### WHAT IS ASKED
Decide whether each statement below agrees with the passage on the Sadducee school that follows, answering yes or no and quoting the passage's deciding words: (a) the most dangerous champion is the man who openly urges others to become a free-thinker and a skeptic; (b) the dangerous man warns that condemning anybody's views risks erring on the side of the lack of love; (c) the dangerous man hints that all men, whatever doctrine they profess, will be saved.

═══ TEXT TO READ ═══

"I consider the most dangerous champion of the Sadducee school is not the man who tells you openly that he wants you to lay aside any part of the truth, and to become a free-thinker and a skeptic. It is the man who begins with quietly insinuating doubts as to the position that we ought to take up about religion, doubts whether we ought to be so positive in saying "this is truth, and that falsehood," doubts whether we ought to think men wrong who differ from us on religious opinions, since they may after all be as much right as we are.
It is the man who tells us we ought not to condemn anybody's views, lest we err on the side of the lack of love. It is the man who always begins talking in a vague way about God being a God of love, and hints that we ought to believe perhaps that all men, whatever doctrine they profess, will be saved. It is the man who is ever reminding us that we ought to take care how we think lightly of men of powerful minds, and great intellects (though they are deists and skeptics), who do not think as we do, and that, after all, "great minds are all more or less, taught of God!"

═══ GIVEN MATERIAL ═══

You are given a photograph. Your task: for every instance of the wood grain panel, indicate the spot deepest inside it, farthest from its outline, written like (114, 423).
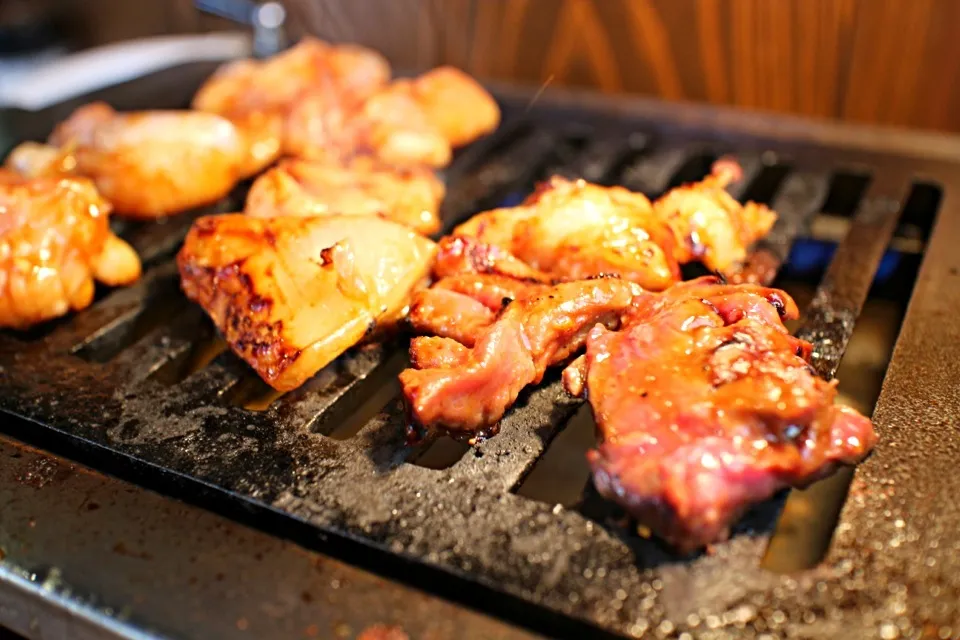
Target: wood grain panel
(879, 61)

═══

### EXERCISE RESULT
(a) No: "the most dangerous champion of the Sadducee school is not the man who tells you openly that he wants you to lay aside any part of the truth, and to become a free-thinker and a skeptic."
(b) Yes: "It is the man who tells us we ought not to condemn anybody's views, lest we err on the side of the lack of love."
(c) Yes: "hints that we ought to believe perhaps that all men, whatever doctrine they profess, will be saved."